Your tasks:
- A) Translate this sentence from the text-to-image personalization passage into Spanish: "Text-to-Image personalization was first proposed during August 2022 by two concurrent works, Textual Inversion and DreamBooth."
- B) According to the text-to-image personalization passage, how many images of a concept does a user typically provide?
─── Provided passage ───
Text-to-image personalization

Last updated

Text-to-Image personalization is a task in deep learning for computer graphics that augments pre-trained text-to-image generative models. In this task, a generative model that was trained on large-scale data (usually a foundation model), is adapted such that it can generate images of novel, user-provided concepts. [1] [2] These concepts are typically unseen during training, and may represent specific objects (such as the user's pet) or more abstract categories (new artistic style [3] or object relations [4] ).

Contents

Text-to-Image personalization methods typically bind the novel (personal) concept to new words in the vocabulary of the model. These words can then be used in future prompts to invoke the concept for subject-driven generation, [5] inpainting, style transfer [6] and even to correct biases in the model. To do so, models either optimize word-embeddings, fine-tune the generative model itself, or employ a mixture of both approaches.

Technology

Text-to-Image personalization was first proposed during August 2022 by two concurrent works, Textual Inversion [7] and DreamBooth. [8]

In both cases, a user provides a few images (typically 3–5) of a concept, like their own dog, together with a coarse descriptor of the concept class (like the word "dog"). The model then learns to represent the subject through a reconstruction based objective, where prompts referring to the subject are expected to reconstruct images from the training set.

In Textual Inversion, the personalized concepts are introduced into the text-to-image model by adding new words to the vocabulary of the model. Typical text-to-image models represent words (and sometimes parts-of-words) as tokens, or indices in a predefined dictionary. During generation, an input prompt is converted into such tokens, each of which is converted into a ‘word-embedding’: a continuous vector representation which is learned for each token as part of the model's training. Textual Inversion proposes to optimize a new word-embedding vector for representing the novel concept. This new embedding vector can then be assigned to a user-chosen string, and invoked whenever the user's prompt contains this string. [7]

In DreamBooth, rather than optimizing a new word vector, the full generative model itself is fine-tuned. The user first selects an existing token, typically one which rarely appears in prompts. The subject itself is then represented by a string containing this token, followed by a coarse descriptor of the subject's class. A prompt describing the subject will then take the form: "A photo of <token> <class>" (e.g. "a photo of sks cat" when learning to represent a specific cat). The text-to-image model is then tuned so that prompts of this form will generate images of the subject. [8]

Textual Inversion

The key idea in textual inversion is to add a new term to the vocabulary of the diffusion model that corresponds to the new (personalized) concept. Textual inversion optimizes the vector embedding of that new term such that using it as an input text prompt will generate images that are similar to given image examples of the concept. The resulting model is extremely light-weight per concept: only 1K long, but succeeds to encode detailed visual properties of the concept.

Extensions

Several approaches were proposed to refine and improve over the original methods. These include the following.
─── Given data ───
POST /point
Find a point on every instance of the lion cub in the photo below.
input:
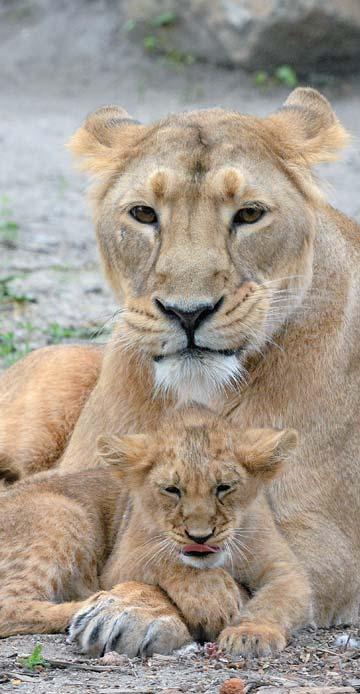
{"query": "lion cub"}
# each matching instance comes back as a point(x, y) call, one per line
point(176, 523)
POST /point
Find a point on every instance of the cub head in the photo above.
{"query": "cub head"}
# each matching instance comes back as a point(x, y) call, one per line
point(205, 223)
point(194, 481)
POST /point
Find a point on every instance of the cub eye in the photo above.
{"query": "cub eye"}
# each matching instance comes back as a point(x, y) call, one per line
point(248, 215)
point(222, 488)
point(143, 214)
point(173, 490)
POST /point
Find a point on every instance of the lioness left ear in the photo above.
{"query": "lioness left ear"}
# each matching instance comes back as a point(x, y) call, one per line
point(105, 139)
point(264, 451)
point(127, 453)
point(306, 129)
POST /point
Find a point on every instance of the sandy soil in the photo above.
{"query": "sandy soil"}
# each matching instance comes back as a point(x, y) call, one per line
point(51, 290)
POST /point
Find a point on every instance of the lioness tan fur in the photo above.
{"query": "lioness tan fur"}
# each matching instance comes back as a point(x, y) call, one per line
point(189, 517)
point(240, 288)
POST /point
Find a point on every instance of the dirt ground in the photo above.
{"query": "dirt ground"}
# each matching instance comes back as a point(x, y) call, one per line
point(51, 290)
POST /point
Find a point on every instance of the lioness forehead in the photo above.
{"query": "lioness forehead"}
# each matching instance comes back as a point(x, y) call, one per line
point(201, 140)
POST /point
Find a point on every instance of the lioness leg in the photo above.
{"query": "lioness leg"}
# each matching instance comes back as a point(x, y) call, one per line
point(132, 618)
point(41, 398)
point(50, 554)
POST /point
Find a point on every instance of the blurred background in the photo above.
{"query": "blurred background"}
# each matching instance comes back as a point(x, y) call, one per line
point(60, 59)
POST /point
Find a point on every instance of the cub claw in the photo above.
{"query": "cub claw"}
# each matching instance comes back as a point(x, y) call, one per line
point(106, 626)
point(251, 639)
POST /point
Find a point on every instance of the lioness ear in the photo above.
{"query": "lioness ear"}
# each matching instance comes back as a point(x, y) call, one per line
point(104, 132)
point(264, 451)
point(127, 453)
point(307, 129)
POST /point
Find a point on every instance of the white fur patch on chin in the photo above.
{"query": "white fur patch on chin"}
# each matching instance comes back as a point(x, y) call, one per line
point(209, 562)
point(196, 378)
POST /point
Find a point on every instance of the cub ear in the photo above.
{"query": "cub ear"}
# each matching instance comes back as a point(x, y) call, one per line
point(106, 129)
point(127, 453)
point(264, 451)
point(307, 129)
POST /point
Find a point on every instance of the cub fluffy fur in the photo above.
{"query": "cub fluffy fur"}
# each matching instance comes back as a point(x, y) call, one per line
point(191, 522)
point(242, 237)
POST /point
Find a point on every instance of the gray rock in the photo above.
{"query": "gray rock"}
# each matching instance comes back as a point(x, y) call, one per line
point(310, 35)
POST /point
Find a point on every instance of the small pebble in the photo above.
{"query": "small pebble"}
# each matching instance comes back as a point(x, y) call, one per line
point(233, 686)
point(114, 658)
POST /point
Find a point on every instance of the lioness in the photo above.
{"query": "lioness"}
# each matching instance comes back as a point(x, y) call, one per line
point(189, 517)
point(240, 288)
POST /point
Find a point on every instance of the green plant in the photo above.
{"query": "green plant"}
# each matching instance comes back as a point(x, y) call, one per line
point(261, 78)
point(285, 74)
point(9, 229)
point(8, 295)
point(35, 659)
point(150, 43)
point(164, 19)
point(10, 349)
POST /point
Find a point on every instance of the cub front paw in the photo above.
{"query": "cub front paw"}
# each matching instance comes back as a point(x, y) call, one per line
point(106, 624)
point(251, 639)
point(211, 605)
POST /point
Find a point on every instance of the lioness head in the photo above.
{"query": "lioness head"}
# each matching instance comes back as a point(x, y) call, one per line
point(192, 483)
point(205, 223)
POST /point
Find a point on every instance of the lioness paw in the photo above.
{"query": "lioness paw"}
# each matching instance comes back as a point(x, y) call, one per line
point(251, 639)
point(108, 625)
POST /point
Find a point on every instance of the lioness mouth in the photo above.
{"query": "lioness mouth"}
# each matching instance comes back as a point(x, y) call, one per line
point(195, 550)
point(199, 352)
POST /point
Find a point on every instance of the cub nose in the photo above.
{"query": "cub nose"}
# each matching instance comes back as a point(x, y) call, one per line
point(198, 539)
point(189, 320)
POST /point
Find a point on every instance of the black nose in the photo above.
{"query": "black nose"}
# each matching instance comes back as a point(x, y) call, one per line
point(189, 320)
point(198, 539)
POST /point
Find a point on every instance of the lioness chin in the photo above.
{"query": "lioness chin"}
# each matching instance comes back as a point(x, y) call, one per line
point(191, 522)
point(239, 287)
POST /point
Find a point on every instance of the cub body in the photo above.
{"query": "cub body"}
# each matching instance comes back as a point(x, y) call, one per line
point(178, 522)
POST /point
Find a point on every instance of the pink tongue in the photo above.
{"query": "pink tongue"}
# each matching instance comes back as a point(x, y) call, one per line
point(200, 548)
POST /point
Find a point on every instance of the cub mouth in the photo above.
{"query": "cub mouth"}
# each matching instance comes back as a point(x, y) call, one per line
point(199, 352)
point(196, 550)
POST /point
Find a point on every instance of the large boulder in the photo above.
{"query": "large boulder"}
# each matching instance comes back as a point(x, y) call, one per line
point(310, 35)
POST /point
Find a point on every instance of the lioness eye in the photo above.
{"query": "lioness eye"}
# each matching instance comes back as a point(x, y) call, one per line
point(173, 490)
point(143, 214)
point(222, 488)
point(248, 215)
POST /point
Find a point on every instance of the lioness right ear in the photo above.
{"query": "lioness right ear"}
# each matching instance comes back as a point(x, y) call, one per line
point(127, 453)
point(306, 128)
point(104, 138)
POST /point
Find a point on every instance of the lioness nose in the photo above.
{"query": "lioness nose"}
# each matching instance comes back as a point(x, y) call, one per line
point(198, 539)
point(189, 320)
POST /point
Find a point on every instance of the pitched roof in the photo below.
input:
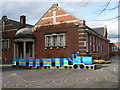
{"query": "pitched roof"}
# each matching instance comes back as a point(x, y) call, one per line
point(56, 15)
point(17, 24)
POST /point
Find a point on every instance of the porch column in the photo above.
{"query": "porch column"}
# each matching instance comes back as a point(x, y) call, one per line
point(33, 50)
point(14, 50)
point(24, 49)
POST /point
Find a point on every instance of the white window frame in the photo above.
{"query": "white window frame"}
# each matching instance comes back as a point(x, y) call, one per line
point(54, 16)
point(3, 25)
point(57, 42)
point(93, 43)
point(8, 44)
point(87, 42)
point(114, 48)
point(97, 44)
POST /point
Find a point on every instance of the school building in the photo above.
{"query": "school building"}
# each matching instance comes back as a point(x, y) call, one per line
point(57, 34)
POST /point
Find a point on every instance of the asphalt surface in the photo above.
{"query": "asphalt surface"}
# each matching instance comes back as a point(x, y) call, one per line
point(106, 76)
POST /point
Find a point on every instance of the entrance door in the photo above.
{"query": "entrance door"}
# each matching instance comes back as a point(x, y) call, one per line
point(27, 52)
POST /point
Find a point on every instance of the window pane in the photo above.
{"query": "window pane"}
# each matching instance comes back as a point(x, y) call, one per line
point(54, 40)
point(61, 40)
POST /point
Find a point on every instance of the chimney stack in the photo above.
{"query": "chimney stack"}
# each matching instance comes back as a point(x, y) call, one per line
point(22, 21)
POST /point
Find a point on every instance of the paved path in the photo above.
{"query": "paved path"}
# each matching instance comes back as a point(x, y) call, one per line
point(105, 77)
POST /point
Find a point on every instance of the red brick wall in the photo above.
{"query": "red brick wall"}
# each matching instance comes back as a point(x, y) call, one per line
point(71, 41)
point(114, 52)
point(8, 54)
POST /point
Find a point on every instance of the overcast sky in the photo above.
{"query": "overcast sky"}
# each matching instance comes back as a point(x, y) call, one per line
point(84, 10)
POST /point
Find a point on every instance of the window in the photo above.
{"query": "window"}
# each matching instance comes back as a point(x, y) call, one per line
point(93, 43)
point(114, 48)
point(5, 44)
point(86, 42)
point(3, 27)
point(54, 16)
point(55, 40)
point(97, 45)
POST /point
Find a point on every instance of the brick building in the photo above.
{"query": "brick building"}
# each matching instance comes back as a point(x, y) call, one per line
point(8, 30)
point(57, 34)
point(115, 48)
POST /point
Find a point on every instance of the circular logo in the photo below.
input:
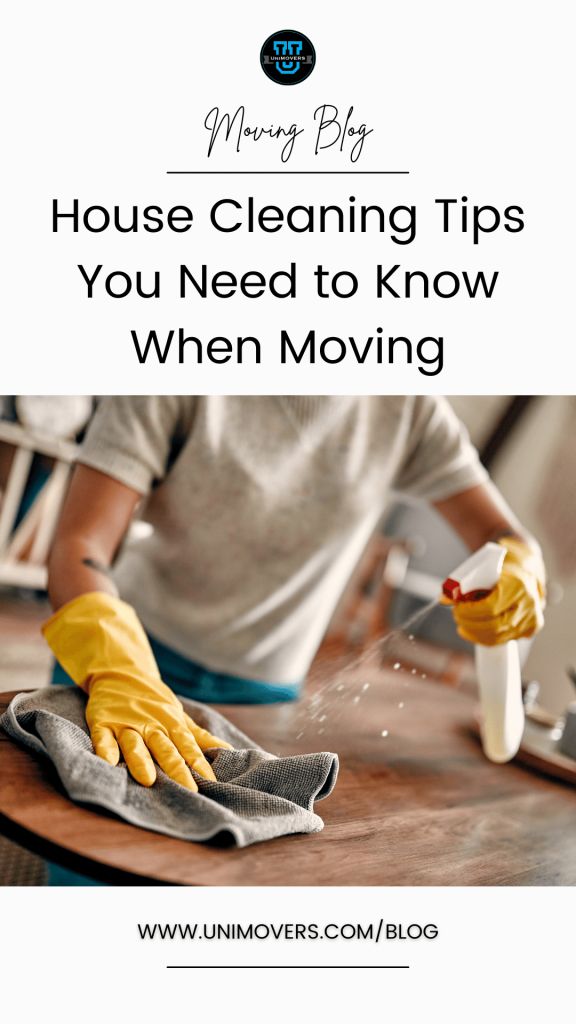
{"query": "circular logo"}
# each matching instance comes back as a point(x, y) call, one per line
point(287, 57)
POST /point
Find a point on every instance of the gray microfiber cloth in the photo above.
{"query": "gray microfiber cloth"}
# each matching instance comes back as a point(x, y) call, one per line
point(257, 796)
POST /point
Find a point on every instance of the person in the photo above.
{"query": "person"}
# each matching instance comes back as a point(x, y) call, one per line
point(259, 509)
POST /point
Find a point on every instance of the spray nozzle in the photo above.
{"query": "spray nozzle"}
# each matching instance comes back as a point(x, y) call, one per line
point(477, 576)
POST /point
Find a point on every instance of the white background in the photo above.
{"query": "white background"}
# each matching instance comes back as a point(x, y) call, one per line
point(101, 100)
point(472, 99)
point(501, 954)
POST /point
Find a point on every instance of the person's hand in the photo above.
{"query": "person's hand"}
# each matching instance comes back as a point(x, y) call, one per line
point(515, 608)
point(99, 641)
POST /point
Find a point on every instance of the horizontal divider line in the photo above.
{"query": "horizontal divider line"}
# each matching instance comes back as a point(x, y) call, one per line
point(288, 967)
point(287, 172)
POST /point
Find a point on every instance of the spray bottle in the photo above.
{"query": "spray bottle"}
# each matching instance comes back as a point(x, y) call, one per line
point(497, 668)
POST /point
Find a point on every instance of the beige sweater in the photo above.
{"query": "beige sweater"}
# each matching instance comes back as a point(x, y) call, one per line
───
Solution set:
- A) La personalización de texto a imagen fue propuesta por primera vez en agosto de 2022 por dos trabajos simultáneos, Textual Inversion y DreamBooth.

- B) Typically 3–5 images.